• _Input_
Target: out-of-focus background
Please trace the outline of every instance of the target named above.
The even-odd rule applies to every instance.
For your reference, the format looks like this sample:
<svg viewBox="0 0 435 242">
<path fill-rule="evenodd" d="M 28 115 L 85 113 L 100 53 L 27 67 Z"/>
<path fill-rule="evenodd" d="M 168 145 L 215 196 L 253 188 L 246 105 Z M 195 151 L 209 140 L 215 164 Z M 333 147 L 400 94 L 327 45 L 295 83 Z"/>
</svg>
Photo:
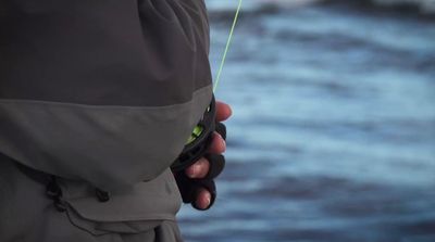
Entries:
<svg viewBox="0 0 435 242">
<path fill-rule="evenodd" d="M 435 1 L 244 2 L 227 166 L 186 241 L 435 241 Z M 216 71 L 237 1 L 207 3 Z"/>
</svg>

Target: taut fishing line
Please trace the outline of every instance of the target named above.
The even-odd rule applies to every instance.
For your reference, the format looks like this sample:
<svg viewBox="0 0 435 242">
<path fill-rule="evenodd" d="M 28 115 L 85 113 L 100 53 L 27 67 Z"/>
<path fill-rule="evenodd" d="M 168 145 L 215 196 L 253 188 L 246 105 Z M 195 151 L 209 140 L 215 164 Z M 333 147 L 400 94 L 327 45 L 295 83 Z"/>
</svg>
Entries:
<svg viewBox="0 0 435 242">
<path fill-rule="evenodd" d="M 221 64 L 217 69 L 216 77 L 214 79 L 213 92 L 216 91 L 219 81 L 221 79 L 222 71 L 225 65 L 226 55 L 228 53 L 233 36 L 234 29 L 236 28 L 238 16 L 241 10 L 243 0 L 238 0 L 238 5 L 236 9 L 236 14 L 234 15 L 233 25 L 229 30 L 228 39 L 226 41 L 224 53 L 222 54 Z M 212 142 L 213 132 L 220 131 L 225 132 L 222 130 L 222 124 L 216 124 L 216 110 L 215 110 L 215 101 L 214 95 L 210 106 L 207 109 L 206 113 L 203 114 L 202 119 L 198 123 L 195 127 L 194 131 L 191 132 L 187 143 L 183 150 L 183 153 L 178 156 L 177 160 L 171 166 L 172 170 L 183 170 L 192 165 L 197 162 L 200 157 L 202 157 L 210 143 Z M 220 130 L 219 130 L 220 129 Z M 224 128 L 223 128 L 224 129 Z M 225 136 L 225 135 L 223 135 Z M 224 137 L 225 138 L 225 137 Z"/>
</svg>

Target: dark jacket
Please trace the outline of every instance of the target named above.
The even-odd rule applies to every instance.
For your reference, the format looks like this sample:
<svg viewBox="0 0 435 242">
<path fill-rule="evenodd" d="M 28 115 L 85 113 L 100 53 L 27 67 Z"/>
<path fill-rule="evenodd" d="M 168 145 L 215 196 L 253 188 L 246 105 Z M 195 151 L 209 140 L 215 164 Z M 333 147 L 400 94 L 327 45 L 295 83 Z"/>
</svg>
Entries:
<svg viewBox="0 0 435 242">
<path fill-rule="evenodd" d="M 208 51 L 201 0 L 0 0 L 0 241 L 179 240 L 169 167 L 210 103 Z"/>
</svg>

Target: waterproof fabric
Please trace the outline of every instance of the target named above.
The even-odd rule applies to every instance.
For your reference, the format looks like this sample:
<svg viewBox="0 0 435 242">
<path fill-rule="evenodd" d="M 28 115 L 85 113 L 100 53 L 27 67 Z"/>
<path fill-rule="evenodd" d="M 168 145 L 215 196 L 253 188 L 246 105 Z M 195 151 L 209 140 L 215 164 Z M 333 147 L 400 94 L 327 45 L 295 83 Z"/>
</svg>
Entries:
<svg viewBox="0 0 435 242">
<path fill-rule="evenodd" d="M 0 1 L 0 241 L 179 241 L 169 167 L 208 51 L 201 0 Z M 66 212 L 20 165 L 59 177 Z"/>
</svg>

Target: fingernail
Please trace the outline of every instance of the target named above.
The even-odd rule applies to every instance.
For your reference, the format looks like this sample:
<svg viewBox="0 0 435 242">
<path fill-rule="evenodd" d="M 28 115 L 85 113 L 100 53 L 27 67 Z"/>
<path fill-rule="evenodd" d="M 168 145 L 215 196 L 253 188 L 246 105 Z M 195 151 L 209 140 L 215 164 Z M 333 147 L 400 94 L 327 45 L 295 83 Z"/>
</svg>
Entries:
<svg viewBox="0 0 435 242">
<path fill-rule="evenodd" d="M 198 173 L 199 173 L 199 168 L 200 168 L 199 165 L 194 165 L 192 167 L 190 167 L 190 168 L 189 168 L 189 171 L 188 171 L 188 173 L 189 173 L 189 174 L 188 174 L 189 177 L 190 177 L 190 178 L 196 178 L 197 175 L 198 175 Z"/>
<path fill-rule="evenodd" d="M 210 194 L 207 194 L 207 195 L 206 195 L 206 200 L 207 200 L 207 206 L 209 206 L 210 203 L 211 203 L 211 196 L 210 196 Z"/>
</svg>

• _Prompt_
Reproduce the whole listing above line for line, leaving out the pictures.

• _Reply to the task_
Target: out-of-focus background
Please trace the outline of every instance of the target named above.
The even-odd rule applies to every instance.
For your reference, the format looks like this sample:
<svg viewBox="0 0 435 242">
<path fill-rule="evenodd" d="M 28 115 L 85 113 L 100 53 L 27 67 Z"/>
<path fill-rule="evenodd" d="M 168 145 L 215 196 L 253 188 L 246 105 Z M 195 151 L 209 140 L 215 164 Z M 333 147 L 400 94 L 327 45 L 295 83 Z"/>
</svg>
Photo:
Entries:
<svg viewBox="0 0 435 242">
<path fill-rule="evenodd" d="M 435 1 L 244 2 L 227 166 L 186 241 L 435 241 Z M 216 71 L 237 1 L 207 3 Z"/>
</svg>

Target: taut fishing line
Please trace the outline of every instance of the target named above.
The even-odd rule applies to every instance.
For your reference, the format looks like this sample:
<svg viewBox="0 0 435 242">
<path fill-rule="evenodd" d="M 28 115 L 85 113 L 100 53 L 27 67 Z"/>
<path fill-rule="evenodd" d="M 168 145 L 215 196 L 253 188 L 246 105 Z M 195 151 L 209 140 L 215 164 Z M 333 147 L 400 94 L 327 45 L 295 83 Z"/>
</svg>
Entries:
<svg viewBox="0 0 435 242">
<path fill-rule="evenodd" d="M 221 64 L 217 69 L 216 77 L 214 79 L 213 92 L 216 91 L 219 81 L 221 79 L 222 71 L 225 65 L 226 55 L 228 53 L 233 36 L 234 29 L 236 28 L 238 16 L 241 10 L 243 0 L 238 0 L 238 5 L 236 9 L 236 14 L 234 15 L 233 25 L 229 30 L 228 39 L 226 41 L 224 53 L 222 54 Z M 212 142 L 213 132 L 220 131 L 225 132 L 222 130 L 222 124 L 216 124 L 216 110 L 215 110 L 215 101 L 214 95 L 210 106 L 207 109 L 206 113 L 203 114 L 202 119 L 198 123 L 195 127 L 194 131 L 191 132 L 187 143 L 183 150 L 183 153 L 178 156 L 177 160 L 171 166 L 172 170 L 183 170 L 192 165 L 197 162 L 200 157 L 202 157 L 210 143 Z M 220 130 L 219 130 L 220 129 Z M 224 128 L 223 128 L 224 129 Z M 225 136 L 225 135 L 223 135 Z M 224 137 L 225 138 L 225 137 Z"/>
</svg>

Target: dark jacket
Please trace the outline of every instance of the target named above.
The even-odd rule applies to every instance.
For your reference, the format looks like this sample:
<svg viewBox="0 0 435 242">
<path fill-rule="evenodd" d="M 28 115 L 85 113 L 100 53 L 27 67 Z"/>
<path fill-rule="evenodd" d="M 168 145 L 215 196 L 253 188 L 246 105 Z M 195 151 L 209 140 L 215 164 Z M 333 147 L 400 94 L 327 45 L 295 83 Z"/>
</svg>
Entries:
<svg viewBox="0 0 435 242">
<path fill-rule="evenodd" d="M 208 51 L 201 0 L 0 0 L 0 241 L 179 240 L 169 167 L 210 103 Z"/>
</svg>

Target: waterproof fabric
Please trace the outline of every instance of the target named above.
The even-odd rule applies to every instance.
For your reference, the format looks like this sample:
<svg viewBox="0 0 435 242">
<path fill-rule="evenodd" d="M 28 115 L 85 113 L 100 53 L 27 67 Z"/>
<path fill-rule="evenodd" d="M 168 145 L 215 196 L 253 188 L 246 105 Z M 195 151 L 209 140 L 215 164 Z M 333 147 L 400 94 L 327 45 L 295 83 Z"/>
</svg>
Entries:
<svg viewBox="0 0 435 242">
<path fill-rule="evenodd" d="M 0 1 L 0 241 L 179 241 L 169 167 L 208 51 L 201 0 Z M 66 212 L 20 165 L 59 177 Z"/>
</svg>

Target: fingernail
Please trace the outline of every instance of the target named above.
The even-odd rule applies to every instance.
For your reference, the format looks like this sample:
<svg viewBox="0 0 435 242">
<path fill-rule="evenodd" d="M 28 115 L 85 113 L 100 53 L 27 67 Z"/>
<path fill-rule="evenodd" d="M 168 145 L 215 196 L 253 188 L 246 105 Z M 195 151 L 209 140 L 215 164 Z M 333 147 L 400 94 L 327 45 L 295 83 Z"/>
</svg>
Entries:
<svg viewBox="0 0 435 242">
<path fill-rule="evenodd" d="M 198 173 L 199 173 L 199 168 L 200 168 L 199 165 L 194 165 L 192 167 L 190 167 L 190 168 L 189 168 L 189 171 L 188 171 L 188 173 L 189 173 L 189 174 L 188 174 L 189 177 L 190 177 L 190 178 L 196 178 L 197 175 L 198 175 Z"/>
<path fill-rule="evenodd" d="M 210 194 L 207 194 L 207 195 L 206 195 L 206 200 L 207 200 L 207 206 L 209 206 L 210 203 L 211 203 L 211 196 L 210 196 Z"/>
</svg>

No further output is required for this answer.